> Work task
Copy every entry exactly.

Point localization data
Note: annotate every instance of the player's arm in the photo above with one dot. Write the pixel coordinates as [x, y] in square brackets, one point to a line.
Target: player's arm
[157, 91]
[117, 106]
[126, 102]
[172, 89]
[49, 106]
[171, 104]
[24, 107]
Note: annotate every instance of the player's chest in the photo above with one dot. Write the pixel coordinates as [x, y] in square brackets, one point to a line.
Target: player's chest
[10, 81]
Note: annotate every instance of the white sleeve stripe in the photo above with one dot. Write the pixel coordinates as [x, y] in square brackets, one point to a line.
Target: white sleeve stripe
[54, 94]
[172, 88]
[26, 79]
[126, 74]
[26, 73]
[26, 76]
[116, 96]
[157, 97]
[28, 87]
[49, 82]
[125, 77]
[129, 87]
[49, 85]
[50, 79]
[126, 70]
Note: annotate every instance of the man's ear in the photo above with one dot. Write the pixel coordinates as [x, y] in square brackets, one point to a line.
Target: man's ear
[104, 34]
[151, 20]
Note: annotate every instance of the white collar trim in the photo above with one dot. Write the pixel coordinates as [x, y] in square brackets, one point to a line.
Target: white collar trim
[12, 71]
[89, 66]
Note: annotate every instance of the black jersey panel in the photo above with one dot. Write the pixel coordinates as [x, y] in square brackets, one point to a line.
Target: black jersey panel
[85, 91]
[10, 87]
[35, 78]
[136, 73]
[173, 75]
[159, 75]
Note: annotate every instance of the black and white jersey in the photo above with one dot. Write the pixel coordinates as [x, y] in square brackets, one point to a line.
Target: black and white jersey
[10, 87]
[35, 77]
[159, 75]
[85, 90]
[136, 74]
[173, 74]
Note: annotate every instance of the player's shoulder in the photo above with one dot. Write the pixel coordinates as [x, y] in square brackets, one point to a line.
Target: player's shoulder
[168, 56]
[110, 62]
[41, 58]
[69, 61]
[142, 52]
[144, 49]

> Written reply
Note: annotate every instance of the player's arm in the photo above with one dot. Write the pixel coordinates as [x, y] in square brackets, one point to a line.
Target: player's arm
[157, 91]
[117, 106]
[126, 102]
[172, 89]
[49, 106]
[171, 104]
[24, 107]
Note: annotate every instance of the player's chest in the photo above with one dot. Write the pixel coordinates as [x, y] in square brackets, one point to a line.
Target: player's chest
[10, 81]
Note: annotate every instance of the white sleeve stripe in the photo above with one dot. Write the pixel coordinates as [x, y] in square brackets, one point to a line.
Target: white sleeve stripe
[54, 94]
[172, 88]
[26, 79]
[126, 74]
[26, 73]
[26, 76]
[116, 96]
[157, 97]
[28, 87]
[49, 82]
[125, 77]
[129, 87]
[49, 85]
[50, 79]
[126, 70]
Note: annotate every instance of the man's ear in the photo above with one dot. Write the pixel coordinates as [x, y] in square brackets, one point to a line.
Target: man's ear
[104, 34]
[151, 20]
Note: annotate every instance of the white collar trim in the photo above with one dot. Write the pixel coordinates as [x, y] in square brackets, one point to a line.
Target: white collar trim
[12, 71]
[89, 66]
Note: annotate every instance of the black jersey panel in the photo above with one dot. Write the pixel coordinates as [x, y] in square brackets, one point to a line.
Target: black jersey panel
[85, 91]
[10, 87]
[35, 78]
[136, 73]
[173, 75]
[159, 75]
Note: annotate every instance of the black and white jersey in the photo above with one dot. Write the pixel coordinates as [x, y] in square brackets, one point to a line.
Target: black and white jersey
[10, 87]
[35, 77]
[159, 75]
[85, 90]
[136, 74]
[173, 74]
Note: annotate every instance of the player's shoulder in the photo above with one dot. Write the pixel coordinates as [x, y] in square brackets, one point to a line.
Target: player's shoulder
[168, 56]
[110, 62]
[41, 58]
[69, 61]
[142, 52]
[144, 49]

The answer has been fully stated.